_Given task A:_
In the worked solution about averages, what does Step 1 give for b in terms of a?
_Given task B:_
Please locate every line in the records containing the word "blue" and copy each of those lines.

_Provided text:_
Question

There are four numbers such that average of first two numbers is 1 more than the first number, average of first three numbers is 2 more than average of first two numbers, and average of first four numbers is 3 more than average of first three numbers. Then, the difference between the largest and the smallest numbers, is

Answer 1

Correct Answer: 15

Let the four numbers be $a, b, c, d$.

Step 1. The average of the first two numbers is $\frac{a+b}{2}$, and it is 1 more than $a$, so:
$\frac{a+b}{2} = a+1 \implies a+b = 2a+2 \implies b = a+2$.

Step 2. The average of the first three numbers is $\frac{a+b+c}{3}$, and it is 2 more than the average of the first two, so:
$\frac{a+b+c}{3} = \frac{a+b}{2} + 2 \implies \frac{a+b+c}{3} = a+1+2 = a+3$.
$a+b+c = 3(a+3) = 3a+9 \implies c = 3a+9 - (a+b) = 3a+9 - (a+a+2) = 2a+7$.

Step 3. The average of the first four numbers is $\frac{a+b+c+d}{4}$, and it is 3 more than the average of the first three numbers, so:
$\frac{a+b+c+d}{4} = \frac{a+b+c}{3} + 3 \implies \frac{a+b+c+d}{4} = a+3+3 = a+6$.
\(a+b+c+d = 4(a+6) = 4a+24 \)
\(\implies\) \(d = 4a+24 - (a+b+c) = 4a+24 - (a+a+2+2a+7) = 15.\)

The numbers are $a, a+2, 2a+7, 15$. The largest number is 15, and the smallest is $a$.
Thus, the difference is:
$15 - a = 15$.

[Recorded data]
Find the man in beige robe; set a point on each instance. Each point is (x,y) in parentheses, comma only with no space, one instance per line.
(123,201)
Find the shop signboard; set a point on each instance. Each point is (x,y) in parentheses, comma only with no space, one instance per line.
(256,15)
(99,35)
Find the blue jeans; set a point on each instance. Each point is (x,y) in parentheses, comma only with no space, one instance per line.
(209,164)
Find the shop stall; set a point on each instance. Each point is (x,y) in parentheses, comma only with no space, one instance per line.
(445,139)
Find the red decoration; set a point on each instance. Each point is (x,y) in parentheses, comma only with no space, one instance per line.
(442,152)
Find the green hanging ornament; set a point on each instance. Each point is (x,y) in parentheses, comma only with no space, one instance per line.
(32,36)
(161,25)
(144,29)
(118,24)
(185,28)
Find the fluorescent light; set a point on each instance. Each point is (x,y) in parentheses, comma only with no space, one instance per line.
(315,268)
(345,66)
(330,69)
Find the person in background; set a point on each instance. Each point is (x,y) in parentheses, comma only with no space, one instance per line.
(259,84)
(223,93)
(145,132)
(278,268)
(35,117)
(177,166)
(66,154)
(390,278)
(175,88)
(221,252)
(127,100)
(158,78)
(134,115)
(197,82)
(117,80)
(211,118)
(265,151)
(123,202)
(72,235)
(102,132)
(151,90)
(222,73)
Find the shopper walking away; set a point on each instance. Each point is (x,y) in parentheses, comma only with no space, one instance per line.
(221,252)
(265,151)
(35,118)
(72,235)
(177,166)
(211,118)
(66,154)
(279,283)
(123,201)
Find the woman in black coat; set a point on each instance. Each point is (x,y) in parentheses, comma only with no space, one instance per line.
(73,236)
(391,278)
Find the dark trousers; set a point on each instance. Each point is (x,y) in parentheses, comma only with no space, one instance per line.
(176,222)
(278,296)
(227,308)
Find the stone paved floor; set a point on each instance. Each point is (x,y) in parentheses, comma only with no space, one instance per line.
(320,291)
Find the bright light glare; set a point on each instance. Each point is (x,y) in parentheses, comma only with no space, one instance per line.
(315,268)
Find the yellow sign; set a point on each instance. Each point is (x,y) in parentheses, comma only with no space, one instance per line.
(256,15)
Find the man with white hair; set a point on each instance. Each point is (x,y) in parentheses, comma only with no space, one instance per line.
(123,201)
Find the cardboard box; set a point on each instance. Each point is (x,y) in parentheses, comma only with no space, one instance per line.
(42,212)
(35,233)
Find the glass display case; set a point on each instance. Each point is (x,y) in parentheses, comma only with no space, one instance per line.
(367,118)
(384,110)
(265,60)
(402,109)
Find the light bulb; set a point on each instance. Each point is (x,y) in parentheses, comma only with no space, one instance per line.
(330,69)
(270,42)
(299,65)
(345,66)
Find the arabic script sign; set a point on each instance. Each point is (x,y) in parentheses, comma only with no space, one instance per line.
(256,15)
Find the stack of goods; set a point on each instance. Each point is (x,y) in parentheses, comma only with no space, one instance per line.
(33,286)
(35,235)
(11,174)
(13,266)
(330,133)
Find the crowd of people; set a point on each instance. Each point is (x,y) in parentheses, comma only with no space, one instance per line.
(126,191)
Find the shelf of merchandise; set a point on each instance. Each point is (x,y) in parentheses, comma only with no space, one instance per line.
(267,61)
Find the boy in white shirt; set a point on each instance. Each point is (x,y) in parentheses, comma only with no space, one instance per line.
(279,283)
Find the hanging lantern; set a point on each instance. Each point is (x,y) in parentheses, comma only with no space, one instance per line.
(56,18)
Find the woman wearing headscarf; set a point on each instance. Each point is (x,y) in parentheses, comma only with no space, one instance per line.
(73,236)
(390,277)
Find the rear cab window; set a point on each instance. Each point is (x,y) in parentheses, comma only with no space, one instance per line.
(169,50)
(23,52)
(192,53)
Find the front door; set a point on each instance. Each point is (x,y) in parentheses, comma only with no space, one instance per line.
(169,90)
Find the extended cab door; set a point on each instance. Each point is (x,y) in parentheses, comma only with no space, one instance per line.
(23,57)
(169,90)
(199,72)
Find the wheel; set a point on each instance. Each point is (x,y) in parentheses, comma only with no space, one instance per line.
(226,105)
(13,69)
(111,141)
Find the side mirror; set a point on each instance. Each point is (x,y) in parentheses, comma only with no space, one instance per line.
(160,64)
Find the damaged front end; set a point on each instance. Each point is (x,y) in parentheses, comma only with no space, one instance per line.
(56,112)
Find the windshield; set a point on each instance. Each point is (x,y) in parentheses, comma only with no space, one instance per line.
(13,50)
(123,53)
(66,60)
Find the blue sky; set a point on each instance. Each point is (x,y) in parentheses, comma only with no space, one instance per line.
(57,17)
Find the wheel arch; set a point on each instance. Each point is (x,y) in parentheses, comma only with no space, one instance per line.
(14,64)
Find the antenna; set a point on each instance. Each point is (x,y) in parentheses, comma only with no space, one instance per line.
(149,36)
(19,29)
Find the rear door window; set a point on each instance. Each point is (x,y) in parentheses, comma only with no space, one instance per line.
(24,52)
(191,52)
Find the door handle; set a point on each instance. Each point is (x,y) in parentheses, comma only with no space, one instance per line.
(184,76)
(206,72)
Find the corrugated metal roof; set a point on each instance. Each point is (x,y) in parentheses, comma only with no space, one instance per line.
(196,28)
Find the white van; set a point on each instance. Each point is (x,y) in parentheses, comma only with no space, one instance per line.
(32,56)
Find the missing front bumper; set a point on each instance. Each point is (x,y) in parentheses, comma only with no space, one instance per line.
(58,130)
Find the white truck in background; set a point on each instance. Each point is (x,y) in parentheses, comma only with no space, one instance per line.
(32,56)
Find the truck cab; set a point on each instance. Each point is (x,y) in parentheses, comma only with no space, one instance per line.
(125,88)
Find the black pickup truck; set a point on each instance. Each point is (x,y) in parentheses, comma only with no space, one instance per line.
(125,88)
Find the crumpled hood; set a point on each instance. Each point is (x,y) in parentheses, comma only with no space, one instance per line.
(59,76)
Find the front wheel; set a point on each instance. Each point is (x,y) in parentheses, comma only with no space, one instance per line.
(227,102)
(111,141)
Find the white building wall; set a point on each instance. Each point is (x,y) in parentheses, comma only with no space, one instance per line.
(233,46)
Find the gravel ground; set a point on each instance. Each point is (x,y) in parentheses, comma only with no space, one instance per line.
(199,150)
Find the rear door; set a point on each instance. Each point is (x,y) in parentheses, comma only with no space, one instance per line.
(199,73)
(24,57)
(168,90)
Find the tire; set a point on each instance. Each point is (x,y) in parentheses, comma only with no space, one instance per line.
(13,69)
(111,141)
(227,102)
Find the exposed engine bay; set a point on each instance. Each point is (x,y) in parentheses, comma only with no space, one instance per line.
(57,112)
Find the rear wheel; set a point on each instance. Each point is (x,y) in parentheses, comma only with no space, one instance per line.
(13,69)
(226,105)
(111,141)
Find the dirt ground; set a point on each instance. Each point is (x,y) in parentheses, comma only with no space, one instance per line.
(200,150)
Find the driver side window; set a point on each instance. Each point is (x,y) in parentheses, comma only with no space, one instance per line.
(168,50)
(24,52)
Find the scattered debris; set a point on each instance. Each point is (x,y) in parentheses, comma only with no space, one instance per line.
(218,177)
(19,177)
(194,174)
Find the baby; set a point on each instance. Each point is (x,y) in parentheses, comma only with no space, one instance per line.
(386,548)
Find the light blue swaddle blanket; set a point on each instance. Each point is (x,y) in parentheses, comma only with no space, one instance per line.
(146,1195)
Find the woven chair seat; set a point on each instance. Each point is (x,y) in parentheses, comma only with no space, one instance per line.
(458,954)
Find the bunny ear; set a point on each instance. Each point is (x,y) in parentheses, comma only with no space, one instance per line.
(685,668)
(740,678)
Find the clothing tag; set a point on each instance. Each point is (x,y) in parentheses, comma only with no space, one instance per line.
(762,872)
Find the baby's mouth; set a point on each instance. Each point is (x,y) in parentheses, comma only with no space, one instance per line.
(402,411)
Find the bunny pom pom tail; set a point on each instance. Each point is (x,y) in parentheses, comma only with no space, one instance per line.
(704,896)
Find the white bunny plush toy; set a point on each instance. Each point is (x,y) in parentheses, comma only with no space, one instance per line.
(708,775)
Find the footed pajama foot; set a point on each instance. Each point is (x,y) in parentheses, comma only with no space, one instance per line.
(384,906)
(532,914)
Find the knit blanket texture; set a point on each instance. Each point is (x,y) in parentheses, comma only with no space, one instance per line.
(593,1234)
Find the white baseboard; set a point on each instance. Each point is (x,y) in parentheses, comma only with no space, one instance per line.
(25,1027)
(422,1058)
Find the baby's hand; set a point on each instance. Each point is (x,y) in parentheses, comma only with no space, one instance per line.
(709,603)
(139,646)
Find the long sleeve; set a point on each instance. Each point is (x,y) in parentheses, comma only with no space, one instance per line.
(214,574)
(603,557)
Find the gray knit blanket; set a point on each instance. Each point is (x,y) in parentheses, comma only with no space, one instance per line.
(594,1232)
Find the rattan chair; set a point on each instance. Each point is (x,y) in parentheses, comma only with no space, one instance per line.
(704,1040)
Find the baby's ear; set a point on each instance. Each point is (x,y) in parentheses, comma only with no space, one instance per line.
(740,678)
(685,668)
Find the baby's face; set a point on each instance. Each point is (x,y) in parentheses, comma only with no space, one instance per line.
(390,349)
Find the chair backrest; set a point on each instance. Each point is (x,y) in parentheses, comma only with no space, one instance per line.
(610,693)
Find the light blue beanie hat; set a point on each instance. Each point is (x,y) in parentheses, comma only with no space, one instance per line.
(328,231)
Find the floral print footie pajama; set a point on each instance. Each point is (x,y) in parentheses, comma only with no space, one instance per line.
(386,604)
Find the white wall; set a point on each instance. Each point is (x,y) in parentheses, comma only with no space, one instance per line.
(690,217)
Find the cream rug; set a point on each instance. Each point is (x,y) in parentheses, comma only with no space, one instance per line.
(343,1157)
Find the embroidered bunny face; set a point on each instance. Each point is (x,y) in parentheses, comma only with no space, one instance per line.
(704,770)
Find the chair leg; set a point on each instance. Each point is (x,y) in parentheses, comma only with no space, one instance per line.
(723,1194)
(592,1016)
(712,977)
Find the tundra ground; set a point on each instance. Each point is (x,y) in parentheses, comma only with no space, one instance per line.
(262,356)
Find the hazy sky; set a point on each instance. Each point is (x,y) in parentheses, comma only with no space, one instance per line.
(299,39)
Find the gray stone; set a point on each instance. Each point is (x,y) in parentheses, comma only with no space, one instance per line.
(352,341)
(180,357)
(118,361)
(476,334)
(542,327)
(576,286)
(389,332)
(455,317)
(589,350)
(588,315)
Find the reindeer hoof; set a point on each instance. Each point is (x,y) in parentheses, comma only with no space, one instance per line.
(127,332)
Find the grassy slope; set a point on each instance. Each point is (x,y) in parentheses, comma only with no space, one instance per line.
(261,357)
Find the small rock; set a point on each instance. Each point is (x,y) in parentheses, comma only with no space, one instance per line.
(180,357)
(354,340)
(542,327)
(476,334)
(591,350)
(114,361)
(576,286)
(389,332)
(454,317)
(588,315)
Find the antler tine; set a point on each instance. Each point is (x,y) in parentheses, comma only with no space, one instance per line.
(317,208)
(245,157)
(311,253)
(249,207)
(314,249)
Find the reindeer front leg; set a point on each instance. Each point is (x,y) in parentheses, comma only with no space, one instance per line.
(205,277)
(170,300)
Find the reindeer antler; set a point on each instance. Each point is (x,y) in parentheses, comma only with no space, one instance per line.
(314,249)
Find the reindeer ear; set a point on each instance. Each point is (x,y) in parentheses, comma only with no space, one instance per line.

_Written response A:_
b = a + 2

_Written response B:_
Find the blue jeans; set a point on each instance. Each point is (x,y) in parentheses, comma only with no space, one instance per line.
Find the blue sky; set a point on each instance. Each point is (x,y) in parentheses, comma only with no space, one instance per line.
Find the light blue swaddle blanket; set a point on each instance. Each point is (x,y) in parentheses, comma only with no space, one instance per line.
Find the light blue beanie hat; set a point on each instance. Each point is (x,y) in parentheses, comma only with no space, one instance per line.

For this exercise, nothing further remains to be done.